• _TASK GOAL_:
Show, in full, each line of the data that contains "Give".

[Recorded data]
....................

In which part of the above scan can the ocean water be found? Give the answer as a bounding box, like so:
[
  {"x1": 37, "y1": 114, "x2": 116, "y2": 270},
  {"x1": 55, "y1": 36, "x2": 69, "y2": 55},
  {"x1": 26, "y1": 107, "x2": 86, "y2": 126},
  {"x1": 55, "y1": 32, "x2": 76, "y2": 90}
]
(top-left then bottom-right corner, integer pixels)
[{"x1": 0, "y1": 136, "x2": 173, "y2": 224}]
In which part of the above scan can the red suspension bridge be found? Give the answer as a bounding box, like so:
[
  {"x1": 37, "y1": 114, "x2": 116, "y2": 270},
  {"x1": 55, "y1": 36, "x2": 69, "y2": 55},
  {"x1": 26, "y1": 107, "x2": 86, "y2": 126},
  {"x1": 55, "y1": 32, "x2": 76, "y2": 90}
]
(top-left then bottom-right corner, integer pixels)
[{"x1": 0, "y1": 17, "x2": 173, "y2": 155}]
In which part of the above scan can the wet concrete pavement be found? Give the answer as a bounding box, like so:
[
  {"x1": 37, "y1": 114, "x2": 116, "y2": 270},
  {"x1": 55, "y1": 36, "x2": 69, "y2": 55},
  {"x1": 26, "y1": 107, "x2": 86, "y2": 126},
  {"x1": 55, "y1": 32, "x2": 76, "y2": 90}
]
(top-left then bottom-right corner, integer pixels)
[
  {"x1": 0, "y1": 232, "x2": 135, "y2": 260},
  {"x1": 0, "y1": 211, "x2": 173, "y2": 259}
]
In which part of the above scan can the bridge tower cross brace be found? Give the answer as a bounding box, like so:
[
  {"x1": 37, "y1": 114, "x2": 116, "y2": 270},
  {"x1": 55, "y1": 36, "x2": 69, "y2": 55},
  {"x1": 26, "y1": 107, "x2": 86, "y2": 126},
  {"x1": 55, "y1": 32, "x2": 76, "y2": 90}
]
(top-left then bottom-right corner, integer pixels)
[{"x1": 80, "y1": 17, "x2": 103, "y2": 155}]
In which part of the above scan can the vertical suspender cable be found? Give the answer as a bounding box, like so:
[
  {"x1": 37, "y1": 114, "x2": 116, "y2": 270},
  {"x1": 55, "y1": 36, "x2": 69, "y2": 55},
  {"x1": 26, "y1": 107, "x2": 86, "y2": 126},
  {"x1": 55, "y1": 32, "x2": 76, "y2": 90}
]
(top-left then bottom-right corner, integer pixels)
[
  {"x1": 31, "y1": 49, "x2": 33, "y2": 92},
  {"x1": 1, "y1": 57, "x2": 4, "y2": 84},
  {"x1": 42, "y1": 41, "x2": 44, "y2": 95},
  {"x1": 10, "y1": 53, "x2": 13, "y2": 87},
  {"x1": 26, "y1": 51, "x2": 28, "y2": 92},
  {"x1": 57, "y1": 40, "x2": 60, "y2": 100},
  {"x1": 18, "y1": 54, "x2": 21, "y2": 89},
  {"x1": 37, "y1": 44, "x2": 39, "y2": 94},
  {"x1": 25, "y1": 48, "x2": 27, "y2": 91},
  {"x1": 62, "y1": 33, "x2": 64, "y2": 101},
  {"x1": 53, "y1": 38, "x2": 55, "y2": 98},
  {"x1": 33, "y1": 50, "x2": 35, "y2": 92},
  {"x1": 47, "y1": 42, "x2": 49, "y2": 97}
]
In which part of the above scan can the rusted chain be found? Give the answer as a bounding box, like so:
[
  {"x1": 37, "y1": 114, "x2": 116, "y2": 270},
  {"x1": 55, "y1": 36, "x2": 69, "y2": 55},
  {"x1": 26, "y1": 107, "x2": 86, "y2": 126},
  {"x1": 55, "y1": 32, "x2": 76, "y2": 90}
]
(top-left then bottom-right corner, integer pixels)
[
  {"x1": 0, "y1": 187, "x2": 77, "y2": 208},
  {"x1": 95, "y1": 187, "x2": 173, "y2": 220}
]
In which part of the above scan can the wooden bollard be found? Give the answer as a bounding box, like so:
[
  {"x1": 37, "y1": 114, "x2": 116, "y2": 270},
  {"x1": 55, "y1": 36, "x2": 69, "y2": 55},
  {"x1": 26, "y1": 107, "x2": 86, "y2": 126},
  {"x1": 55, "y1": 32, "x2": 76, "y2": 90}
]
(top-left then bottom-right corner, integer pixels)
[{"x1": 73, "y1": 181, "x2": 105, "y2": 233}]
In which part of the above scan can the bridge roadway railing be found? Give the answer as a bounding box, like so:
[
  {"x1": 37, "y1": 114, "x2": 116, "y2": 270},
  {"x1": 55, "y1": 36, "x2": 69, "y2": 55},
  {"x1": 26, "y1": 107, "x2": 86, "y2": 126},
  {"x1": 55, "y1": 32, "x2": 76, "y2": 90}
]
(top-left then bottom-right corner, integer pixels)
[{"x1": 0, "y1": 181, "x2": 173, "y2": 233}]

....................

• _REPLY TO THE TASK_:
In which part of the above scan can the ocean water be found? Give the answer as a bounding box, like so:
In which part of the above scan can the red suspension bridge be found? Give the answer as a bounding box, like so:
In which part of the above scan can the wet concrete pavement be found? Give the answer as a bounding box, like so:
In which part of the above scan can the bridge tower cross brace be found? Give the answer as a bounding box, like so:
In which part of the above scan can the vertical suspender cable be found? Give the answer as a bounding box, like so:
In which part of the above scan can the rusted chain be found? Give the answer as a bounding box, like so:
In which part of the above scan can the wooden bollard be found? Give the answer as a bounding box, like so:
In which part of the above scan can the bridge roadway railing be found? Give the answer as a bounding box, like so:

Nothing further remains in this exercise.